(OPDRACHTEN)
a. Op welk deel van de hoogte vallen volgens het tekstfragment over natuurvriendelijke bedrijfsgebouwen de meeste raamslachtoffers?
b. Noem alle diergroepen waarvoor volgens het tekstfragment over natuurvriendelijke bedrijfsgebouwen nestgelegenheden kunnen worden geplaatst.
c. Neem uit het tekstfragment over natuurvriendelijke bedrijfsgebouwen letterlijk het deel over dat begint met de woorden "2.2 Gebruik vogelvriendelijke" en eindigt met "sommige vogelsoorten wel.".

(TEKSTFRAGMENT)
*****
2. Natuurvriendelijke voorzieningen aan het bedrijfsgebouw of op het terrein
2.1 Plaats nestgelegenheden voor vogels, vleermuizen of insecten (op/aan het gebouw of op het terrein)
Voor een toelichting op deze maatregelen zie de checklist ‘Natuurvriendelijke maatregelen aan gebouwen’ van Vogelbescherming Nederland (2009). Voor een digitale checklist voor mogelijkheden zie www.checklistgroenbouwen.nl. Behalve voor vogels (nestkasten, kunstnesten) zijn er aan of rond gebouwen ook prima voorzieningen te treffen voor vleermuizen.
2.2 Gebruik vogelvriendelijke UV-reflecterende beglazing
Transparant glas en spiegelend glas geven vogels de indruk dat er een doorgang is. Ze nemen het glas niet waar en vliegen er tegenaan. De meeste ‘raamslachtoffers' vallen op de onderste 12 meter. Glas met een UV-patroon kan voorkomen dat sommige vogelsoorten tegen de ramen aanvliegen. Mensen zien dit UV-patroon niet, maar sommige vogelsoorten wel.
*****
(RUW MATERIAAL)
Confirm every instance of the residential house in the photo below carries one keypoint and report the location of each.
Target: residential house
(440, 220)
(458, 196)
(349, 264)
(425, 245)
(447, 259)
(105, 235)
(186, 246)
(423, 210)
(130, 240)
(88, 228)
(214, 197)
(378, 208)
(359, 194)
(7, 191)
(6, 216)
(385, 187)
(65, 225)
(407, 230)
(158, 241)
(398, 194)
*****
(ANTWOORDEN)
a. De meeste raamslachtoffers vallen op de onderste 12 meter.

b.
- vogels
- vleermuizen
- insecten

c.
2.2 Gebruik vogelvriendelijke UV-reflecterende beglazing
Transparant glas en spiegelend glas geven vogels de indruk dat er een doorgang is. Ze nemen het glas niet waar en vliegen er tegenaan. De meeste ‘raamslachtoffers' vallen op de onderste 12 meter. Glas met een UV-patroon kan voorkomen dat sommige vogelsoorten tegen de ramen aanvliegen. Mensen zien dit UV-patroon niet, maar sommige vogelsoorten wel.